Entries ▸
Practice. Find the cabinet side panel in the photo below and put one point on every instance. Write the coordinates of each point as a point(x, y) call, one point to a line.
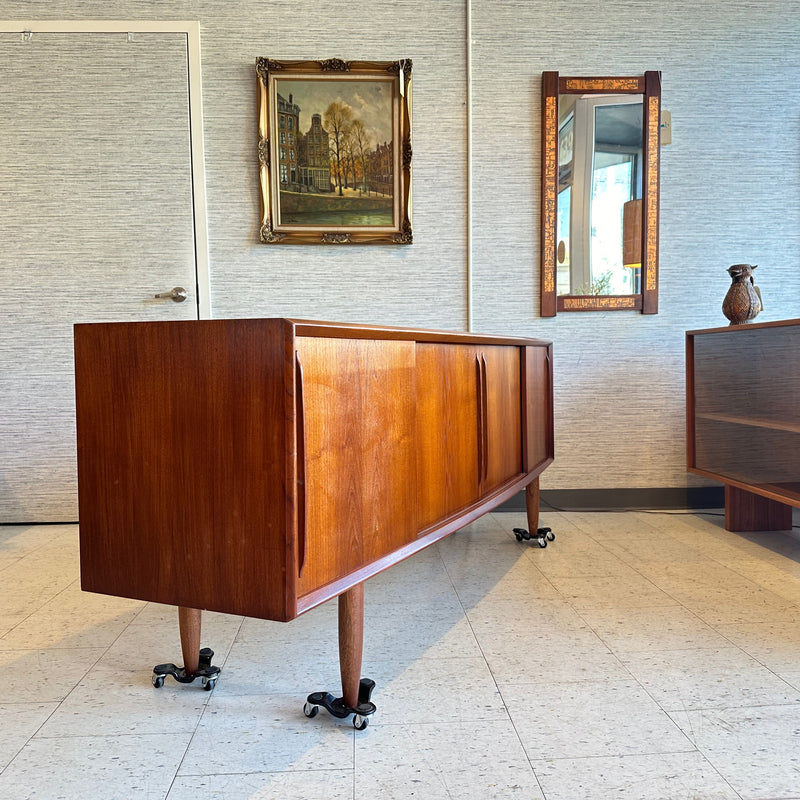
point(447, 430)
point(359, 431)
point(503, 409)
point(537, 417)
point(181, 463)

Problem details ▸ Please rewrite the records above with "cabinet side panel" replaced by "cupboard side panel" and everything else unchanged, leaving out the pictures.

Result ▸
Practice. Find the cupboard side panel in the photo below and put one point on every instance. Write the coordinates of each point as a point(x, y) call, one point to a line.
point(447, 430)
point(359, 431)
point(503, 409)
point(537, 417)
point(181, 463)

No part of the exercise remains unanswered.